Directions for this task ▸ Rewrite the listing below, replacing "seagull" with "gull" wherever it occurs and leaving every other line and character unchanged.

Data records ▸
--------

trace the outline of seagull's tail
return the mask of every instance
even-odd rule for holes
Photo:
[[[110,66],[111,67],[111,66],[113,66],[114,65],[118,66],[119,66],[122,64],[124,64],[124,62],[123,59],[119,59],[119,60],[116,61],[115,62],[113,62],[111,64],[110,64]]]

--------

Solution below ▸
trace the outline of gull's tail
return the mask of every instance
even-odd rule for holes
Photo:
[[[110,66],[111,67],[111,66],[113,66],[114,65],[118,66],[119,66],[122,64],[124,64],[124,62],[123,59],[119,59],[119,60],[116,61],[115,62],[113,62],[111,64],[110,64]]]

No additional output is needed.